Exercise details -
Pick out every line in the entries below that contains the word "arch", and copy each one.
* Begin Stored rows *
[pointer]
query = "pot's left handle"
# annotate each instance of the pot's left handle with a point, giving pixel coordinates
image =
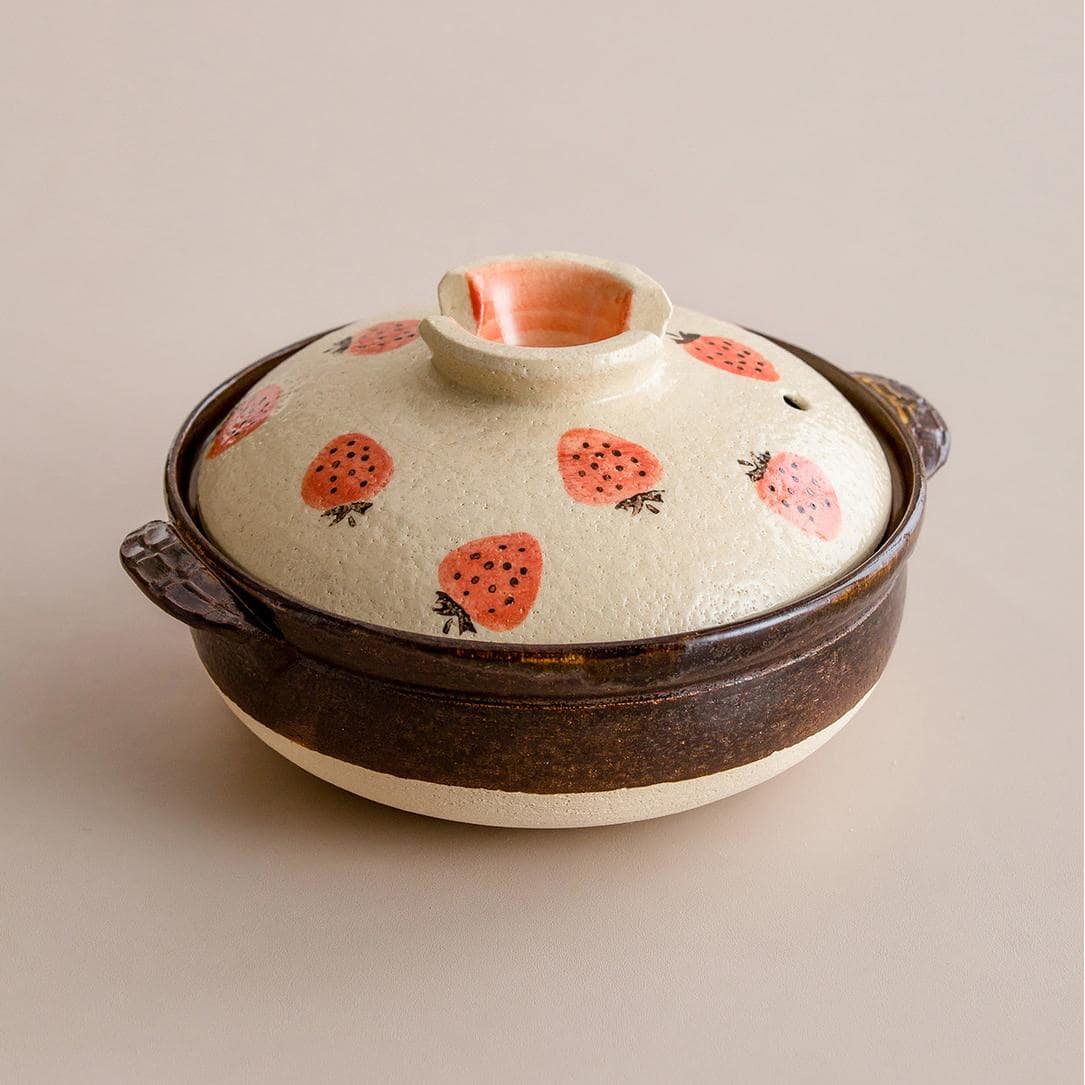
(175, 578)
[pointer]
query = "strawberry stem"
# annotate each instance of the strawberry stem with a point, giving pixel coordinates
(342, 512)
(340, 346)
(637, 501)
(756, 471)
(450, 609)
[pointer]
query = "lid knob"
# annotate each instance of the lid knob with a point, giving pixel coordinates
(548, 326)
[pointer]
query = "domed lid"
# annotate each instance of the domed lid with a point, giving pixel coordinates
(557, 457)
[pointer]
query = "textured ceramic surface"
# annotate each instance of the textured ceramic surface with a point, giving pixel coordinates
(534, 734)
(556, 458)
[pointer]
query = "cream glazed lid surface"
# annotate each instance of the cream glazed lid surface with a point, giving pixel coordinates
(557, 456)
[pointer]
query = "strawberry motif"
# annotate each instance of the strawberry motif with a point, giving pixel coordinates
(378, 339)
(798, 489)
(727, 354)
(347, 471)
(492, 581)
(599, 468)
(251, 413)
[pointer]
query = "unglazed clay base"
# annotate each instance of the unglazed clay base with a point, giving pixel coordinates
(527, 811)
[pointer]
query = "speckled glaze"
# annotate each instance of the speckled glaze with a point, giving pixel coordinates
(431, 437)
(539, 735)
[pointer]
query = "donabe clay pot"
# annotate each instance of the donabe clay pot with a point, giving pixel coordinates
(471, 653)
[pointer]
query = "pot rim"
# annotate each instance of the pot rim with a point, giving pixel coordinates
(897, 439)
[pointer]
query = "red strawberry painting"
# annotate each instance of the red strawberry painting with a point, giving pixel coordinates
(345, 475)
(600, 468)
(492, 581)
(378, 339)
(727, 354)
(251, 413)
(798, 489)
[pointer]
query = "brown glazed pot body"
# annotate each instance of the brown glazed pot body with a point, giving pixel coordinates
(547, 719)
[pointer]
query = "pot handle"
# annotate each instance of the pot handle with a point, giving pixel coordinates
(917, 415)
(175, 578)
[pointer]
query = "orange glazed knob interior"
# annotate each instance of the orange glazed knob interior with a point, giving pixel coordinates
(547, 303)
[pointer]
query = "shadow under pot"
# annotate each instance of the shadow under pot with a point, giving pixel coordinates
(494, 666)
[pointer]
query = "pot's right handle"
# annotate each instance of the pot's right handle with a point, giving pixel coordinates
(920, 418)
(175, 578)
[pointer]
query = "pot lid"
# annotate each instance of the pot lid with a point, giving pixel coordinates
(556, 457)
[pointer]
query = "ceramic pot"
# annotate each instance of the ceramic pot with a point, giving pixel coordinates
(539, 735)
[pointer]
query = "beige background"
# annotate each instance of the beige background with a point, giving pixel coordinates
(188, 186)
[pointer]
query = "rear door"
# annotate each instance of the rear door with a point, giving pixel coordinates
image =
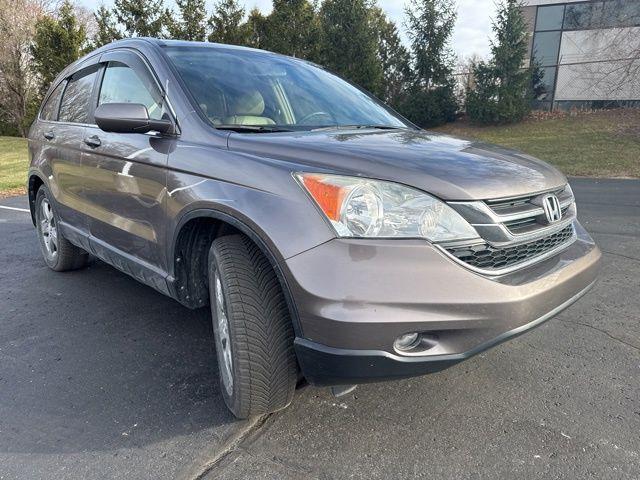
(125, 185)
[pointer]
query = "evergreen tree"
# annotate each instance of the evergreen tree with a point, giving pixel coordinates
(226, 23)
(141, 18)
(292, 29)
(503, 89)
(256, 29)
(192, 22)
(57, 42)
(430, 100)
(430, 26)
(394, 57)
(106, 28)
(349, 42)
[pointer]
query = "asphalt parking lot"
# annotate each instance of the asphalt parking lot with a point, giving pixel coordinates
(101, 377)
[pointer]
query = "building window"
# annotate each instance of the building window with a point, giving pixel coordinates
(547, 83)
(550, 18)
(621, 13)
(581, 16)
(545, 47)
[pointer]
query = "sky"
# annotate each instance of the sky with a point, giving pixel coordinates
(471, 35)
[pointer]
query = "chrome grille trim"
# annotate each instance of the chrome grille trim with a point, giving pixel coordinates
(508, 224)
(516, 266)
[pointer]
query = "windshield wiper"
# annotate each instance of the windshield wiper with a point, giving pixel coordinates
(252, 128)
(352, 127)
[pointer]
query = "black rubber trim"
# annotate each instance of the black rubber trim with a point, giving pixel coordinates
(325, 366)
(276, 260)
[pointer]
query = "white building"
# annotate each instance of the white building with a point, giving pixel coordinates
(589, 51)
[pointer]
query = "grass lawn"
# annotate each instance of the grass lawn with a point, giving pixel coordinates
(598, 144)
(13, 165)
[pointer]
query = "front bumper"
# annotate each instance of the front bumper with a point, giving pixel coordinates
(355, 297)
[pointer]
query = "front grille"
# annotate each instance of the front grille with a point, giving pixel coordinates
(486, 257)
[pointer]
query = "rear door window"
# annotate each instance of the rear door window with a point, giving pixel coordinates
(50, 108)
(76, 100)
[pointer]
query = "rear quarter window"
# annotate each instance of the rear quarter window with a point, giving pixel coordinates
(76, 100)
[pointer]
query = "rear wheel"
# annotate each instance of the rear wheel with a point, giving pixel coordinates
(252, 328)
(58, 252)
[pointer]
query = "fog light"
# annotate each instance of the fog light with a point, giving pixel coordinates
(406, 342)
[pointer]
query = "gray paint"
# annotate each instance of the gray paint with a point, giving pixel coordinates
(127, 198)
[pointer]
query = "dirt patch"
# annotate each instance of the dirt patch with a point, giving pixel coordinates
(13, 192)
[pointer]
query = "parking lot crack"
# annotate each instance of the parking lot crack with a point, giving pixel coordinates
(615, 254)
(635, 347)
(232, 444)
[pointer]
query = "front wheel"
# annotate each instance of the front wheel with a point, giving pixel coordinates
(59, 254)
(252, 328)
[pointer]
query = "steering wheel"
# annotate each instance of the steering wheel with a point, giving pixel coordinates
(306, 118)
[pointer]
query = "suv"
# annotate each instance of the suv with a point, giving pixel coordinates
(332, 239)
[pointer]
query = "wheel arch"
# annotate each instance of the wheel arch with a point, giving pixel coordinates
(193, 235)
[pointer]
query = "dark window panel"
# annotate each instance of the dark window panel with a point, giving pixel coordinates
(545, 47)
(50, 109)
(121, 84)
(550, 18)
(621, 13)
(544, 91)
(581, 16)
(76, 100)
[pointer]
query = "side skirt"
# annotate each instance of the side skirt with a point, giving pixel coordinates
(126, 263)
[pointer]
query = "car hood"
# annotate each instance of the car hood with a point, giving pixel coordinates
(445, 166)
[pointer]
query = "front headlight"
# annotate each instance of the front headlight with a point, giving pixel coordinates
(360, 207)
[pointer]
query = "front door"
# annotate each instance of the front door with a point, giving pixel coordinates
(126, 184)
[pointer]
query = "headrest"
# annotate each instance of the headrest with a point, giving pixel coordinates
(250, 103)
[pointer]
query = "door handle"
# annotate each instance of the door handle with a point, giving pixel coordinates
(93, 141)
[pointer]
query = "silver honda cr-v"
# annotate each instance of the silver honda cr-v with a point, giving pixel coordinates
(332, 239)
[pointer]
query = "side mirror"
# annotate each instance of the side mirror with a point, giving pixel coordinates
(129, 118)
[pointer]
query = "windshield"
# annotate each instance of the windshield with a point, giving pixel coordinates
(252, 89)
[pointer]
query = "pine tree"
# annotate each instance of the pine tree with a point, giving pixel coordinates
(107, 30)
(394, 57)
(430, 26)
(145, 18)
(192, 22)
(58, 41)
(503, 89)
(349, 42)
(430, 100)
(226, 23)
(292, 29)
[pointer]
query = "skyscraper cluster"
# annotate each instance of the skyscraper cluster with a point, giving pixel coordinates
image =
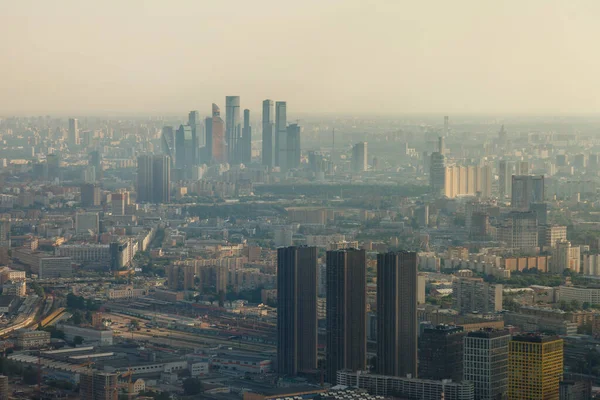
(229, 140)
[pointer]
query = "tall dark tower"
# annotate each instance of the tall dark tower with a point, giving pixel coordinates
(397, 313)
(346, 311)
(296, 310)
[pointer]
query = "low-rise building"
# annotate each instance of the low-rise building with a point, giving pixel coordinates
(125, 292)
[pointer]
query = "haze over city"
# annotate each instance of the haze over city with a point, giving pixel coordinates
(356, 57)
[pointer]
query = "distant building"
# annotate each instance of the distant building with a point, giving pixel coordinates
(268, 133)
(441, 353)
(98, 386)
(485, 362)
(397, 323)
(475, 295)
(535, 367)
(359, 157)
(526, 189)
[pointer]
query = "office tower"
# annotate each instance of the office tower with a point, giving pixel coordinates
(526, 189)
(346, 312)
(154, 175)
(53, 162)
(441, 353)
(209, 140)
(219, 149)
(296, 310)
(96, 385)
(233, 128)
(519, 230)
(185, 153)
(246, 142)
(268, 130)
(167, 140)
(541, 212)
(90, 195)
(280, 133)
(565, 256)
(359, 157)
(144, 179)
(293, 145)
(504, 178)
(5, 233)
(95, 161)
(73, 132)
(446, 126)
(535, 367)
(485, 362)
(85, 222)
(397, 324)
(474, 295)
(437, 173)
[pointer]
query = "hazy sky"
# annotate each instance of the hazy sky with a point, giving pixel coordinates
(88, 56)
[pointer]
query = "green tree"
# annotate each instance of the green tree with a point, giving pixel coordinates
(192, 386)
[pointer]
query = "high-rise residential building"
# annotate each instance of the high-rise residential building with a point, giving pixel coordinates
(441, 353)
(397, 323)
(73, 132)
(519, 230)
(541, 212)
(53, 164)
(565, 256)
(144, 179)
(504, 178)
(233, 128)
(246, 142)
(95, 160)
(161, 179)
(153, 181)
(475, 295)
(485, 362)
(526, 189)
(467, 180)
(198, 136)
(359, 157)
(217, 136)
(98, 386)
(296, 310)
(293, 154)
(437, 173)
(280, 134)
(90, 195)
(268, 133)
(346, 311)
(167, 140)
(535, 367)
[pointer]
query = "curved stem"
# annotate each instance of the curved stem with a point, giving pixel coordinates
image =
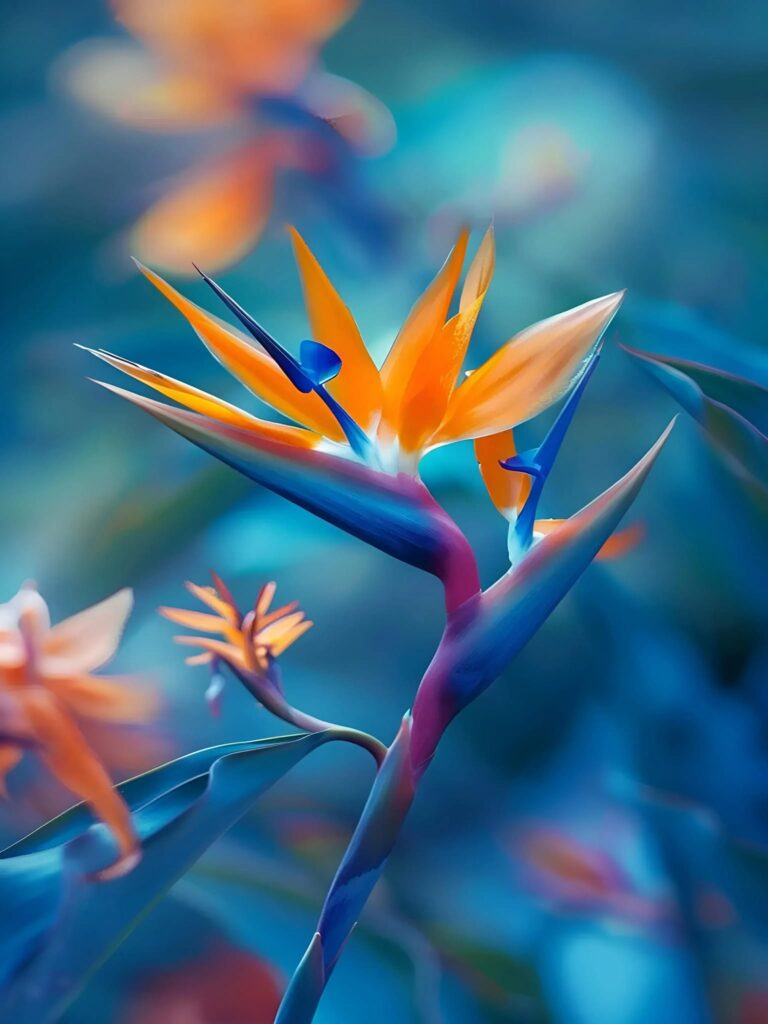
(373, 840)
(268, 693)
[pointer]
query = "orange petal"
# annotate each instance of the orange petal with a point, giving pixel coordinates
(67, 754)
(617, 544)
(109, 699)
(213, 215)
(424, 322)
(195, 620)
(218, 648)
(9, 758)
(251, 366)
(508, 491)
(527, 374)
(433, 379)
(208, 404)
(291, 636)
(87, 640)
(357, 387)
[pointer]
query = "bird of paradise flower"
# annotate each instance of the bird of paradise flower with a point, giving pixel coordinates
(249, 67)
(354, 461)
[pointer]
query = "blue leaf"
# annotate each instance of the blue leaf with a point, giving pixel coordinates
(57, 926)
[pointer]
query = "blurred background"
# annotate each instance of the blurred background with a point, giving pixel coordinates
(591, 846)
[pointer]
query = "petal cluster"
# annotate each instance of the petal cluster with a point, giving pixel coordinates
(47, 683)
(415, 401)
(248, 643)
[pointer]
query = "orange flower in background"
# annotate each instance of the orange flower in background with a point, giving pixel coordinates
(248, 642)
(244, 46)
(202, 64)
(47, 684)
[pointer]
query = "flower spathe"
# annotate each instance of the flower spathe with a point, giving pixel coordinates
(47, 683)
(414, 402)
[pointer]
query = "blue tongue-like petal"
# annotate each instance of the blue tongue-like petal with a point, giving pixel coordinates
(318, 364)
(539, 462)
(318, 361)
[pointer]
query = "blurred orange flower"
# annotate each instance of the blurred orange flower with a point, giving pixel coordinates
(47, 683)
(203, 64)
(250, 641)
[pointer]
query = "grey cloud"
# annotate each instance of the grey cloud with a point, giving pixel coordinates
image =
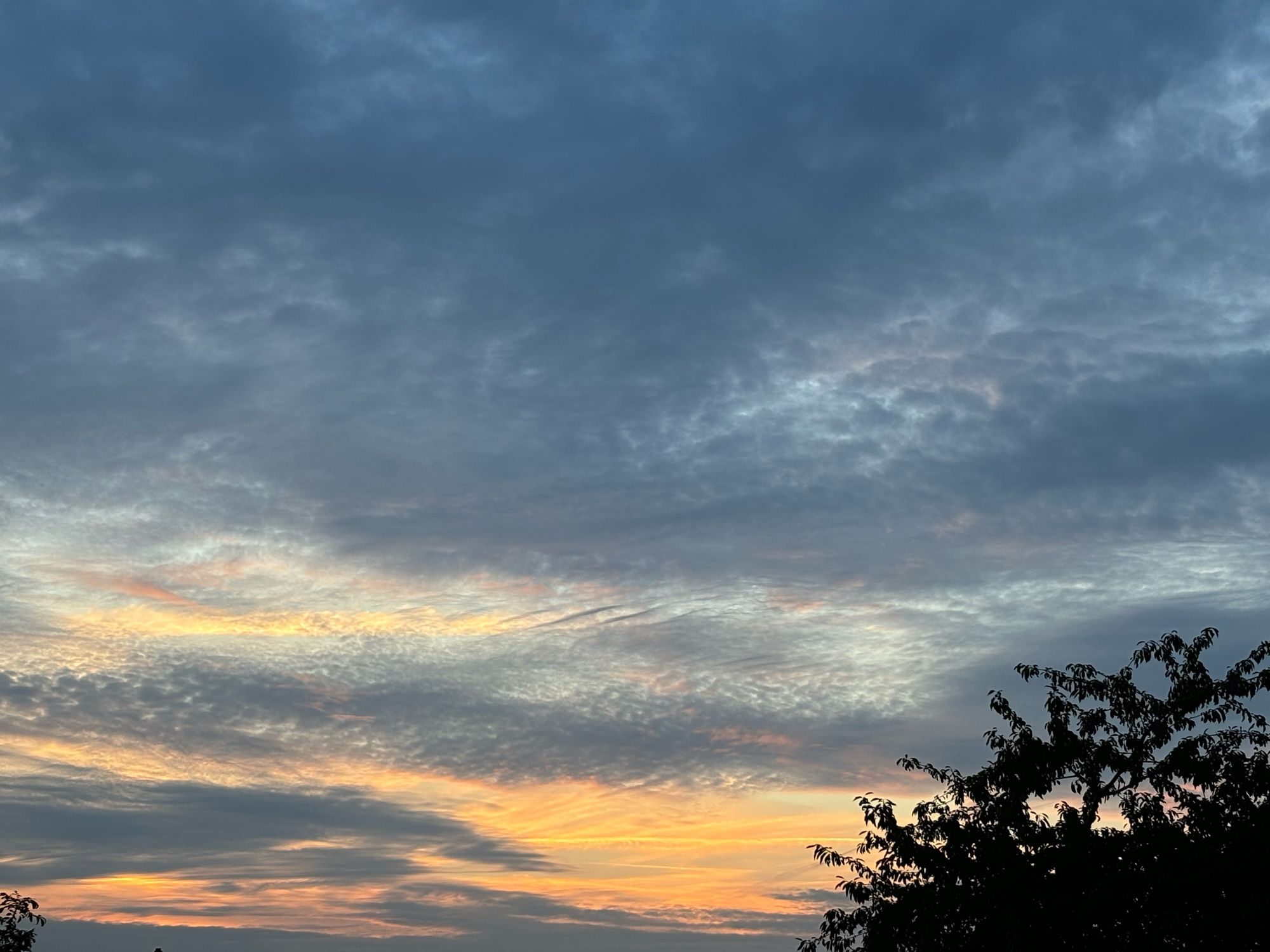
(84, 826)
(947, 318)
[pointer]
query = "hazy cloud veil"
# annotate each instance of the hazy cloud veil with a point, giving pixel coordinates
(413, 413)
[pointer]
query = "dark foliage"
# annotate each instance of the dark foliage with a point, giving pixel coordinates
(15, 911)
(1163, 847)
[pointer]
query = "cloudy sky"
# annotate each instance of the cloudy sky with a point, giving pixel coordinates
(486, 473)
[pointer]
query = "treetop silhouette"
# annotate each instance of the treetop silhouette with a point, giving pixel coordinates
(17, 909)
(1178, 863)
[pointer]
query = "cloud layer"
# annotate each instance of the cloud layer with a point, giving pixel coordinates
(678, 400)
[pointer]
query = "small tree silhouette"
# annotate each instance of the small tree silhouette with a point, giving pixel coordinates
(15, 911)
(1182, 868)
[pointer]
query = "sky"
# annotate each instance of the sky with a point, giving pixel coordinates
(485, 475)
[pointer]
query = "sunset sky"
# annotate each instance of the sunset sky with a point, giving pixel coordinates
(506, 475)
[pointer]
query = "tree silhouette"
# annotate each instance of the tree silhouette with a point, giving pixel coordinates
(15, 911)
(1180, 864)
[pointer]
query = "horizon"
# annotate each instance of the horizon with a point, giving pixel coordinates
(520, 469)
* End Stored rows *
Answer -
query = "wheel arch"
# annotate each instance of the wheel arch with a point, giving pixel coordinates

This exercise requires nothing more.